▶ [AIM OF THE TASK]:
Please answer these questions using the text below on the G8 summit at Gleneagles:
(a) Which two G8 members have already committed to reaching the 0.7 percent level, and by what year for each?
(b) About how much is total annual U.S. aid for all of Africa?
(c) According to the PIPA poll, what percentage of Americans would accept the 0.7 percent commitment if other rich nations did so as well?

══ EXCERPT PROVIDED ══

The G8 Summit at the Gleneagles Hotel in Scotland this week will be presented with a historic opportunity--and a responsibility--to take meaningful steps to end the most extreme forms of poverty in the world. For President Bush, it will be an interesting test measuring the compatibility of his conservative political ideology with his Christian beliefs.
What should happen at Gleneagles? At a minimum, the G8 leaders should be expected to commit their states to spending 0.7 percent of GDP for the relief of poverty, a target developed at the 2002 Monterey Financing for Development Conference. (Two G8 members, France and the U.K., have already committed to reaching the 0.7 percent level by 2012 and 2013, respectively.)
For a view of what's at stake and what can be done, see this interview with economist Jeffrey Sachs, author of The End of Poverty: Economic Possibilities for Our Time, or Sachs's article in the March/April 2005 issue of Foreign Affairs entitled "The Development Challenge" (.pdf file). To the objection that ending poverty is a fantasy that no one should take seriously as a policy goal, Sachs replies, "When John Maynard Keynes was writing at the height of the Great Depression in 1930, he said there would be no more extreme poverty in Europe and America by the end of the 20th century--no starvation or absolute desperation. It sounded like fantasy then too, but Keynes got it right."
But isn't the United States already incredibly generous with those around the world who are in need? In a word, no. In a recent op-ed piece published in the Los Angeles Times, Sachs wrote the following:
Total annual U.S. aid for all of Africa is about $3 billion, equivalent to about two days of Pentagon spending. About $1 billion pays for emergency food aid, of which half is for transport. About $1.5 billion is for "technical cooperation," essentially salaries of U.S. consultants. Only about $500 million a year--less than $1 per African--finances clinics, schools, food production, roads, power, Internet connectivity, safe drinking water, sanitation, family planning and lifesaving health interventions to fight malaria, AIDS and other diseases.
But is a commitment to spend 0.7 percent of GDP for global poverty relief politically feasible for the president of the United States? In other words, would the American people accept such a commitment on their behalf? According to a just-released poll by the Program on International Policy Attitudes (PIPA), 65 percent of Americans would accept such a commitment if other rich nations did so as well. (Among Democrats, 77 percent expressed support; among Republicans, 57 percent--still a solid majority--did so.)
The facts are on the table. What will the G8 do this week? What will President Bush do on behalf of the United States? What, in the end, will his moral values guide him to do?

═══
══ INPUT DATA ══

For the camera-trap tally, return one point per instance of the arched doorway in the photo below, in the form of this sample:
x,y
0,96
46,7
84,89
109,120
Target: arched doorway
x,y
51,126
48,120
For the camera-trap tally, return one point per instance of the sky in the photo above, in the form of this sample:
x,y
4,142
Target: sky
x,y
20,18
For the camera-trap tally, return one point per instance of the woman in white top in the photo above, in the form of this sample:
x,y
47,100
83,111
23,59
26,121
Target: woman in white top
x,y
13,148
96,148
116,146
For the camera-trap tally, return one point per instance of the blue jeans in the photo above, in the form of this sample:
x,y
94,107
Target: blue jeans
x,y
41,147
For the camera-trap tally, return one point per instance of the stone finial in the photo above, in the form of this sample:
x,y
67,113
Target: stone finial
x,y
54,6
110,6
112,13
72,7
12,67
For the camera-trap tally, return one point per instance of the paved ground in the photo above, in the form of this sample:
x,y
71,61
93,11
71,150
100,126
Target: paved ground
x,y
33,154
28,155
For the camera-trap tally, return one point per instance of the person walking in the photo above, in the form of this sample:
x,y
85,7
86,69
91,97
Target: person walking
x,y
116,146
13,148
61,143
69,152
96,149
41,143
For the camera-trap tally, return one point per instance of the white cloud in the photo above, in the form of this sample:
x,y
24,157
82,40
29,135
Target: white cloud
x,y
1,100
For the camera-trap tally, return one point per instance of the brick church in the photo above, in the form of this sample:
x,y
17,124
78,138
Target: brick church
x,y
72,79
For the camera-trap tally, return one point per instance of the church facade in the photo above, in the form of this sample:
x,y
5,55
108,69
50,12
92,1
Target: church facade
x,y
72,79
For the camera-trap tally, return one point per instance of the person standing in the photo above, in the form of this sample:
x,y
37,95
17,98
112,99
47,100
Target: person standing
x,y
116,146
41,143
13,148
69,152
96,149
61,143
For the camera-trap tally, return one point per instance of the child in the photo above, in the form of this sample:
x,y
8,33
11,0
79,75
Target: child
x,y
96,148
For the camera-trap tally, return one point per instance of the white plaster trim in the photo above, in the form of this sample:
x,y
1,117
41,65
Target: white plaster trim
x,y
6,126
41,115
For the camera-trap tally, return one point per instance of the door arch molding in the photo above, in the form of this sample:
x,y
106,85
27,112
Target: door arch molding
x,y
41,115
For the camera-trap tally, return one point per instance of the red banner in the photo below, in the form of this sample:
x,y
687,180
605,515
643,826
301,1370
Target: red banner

═══

▶ [ANSWER SPACE]:
(a) France by 2012 and the U.K. by 2013.
(b) About $3 billion.
(c) 65 percent.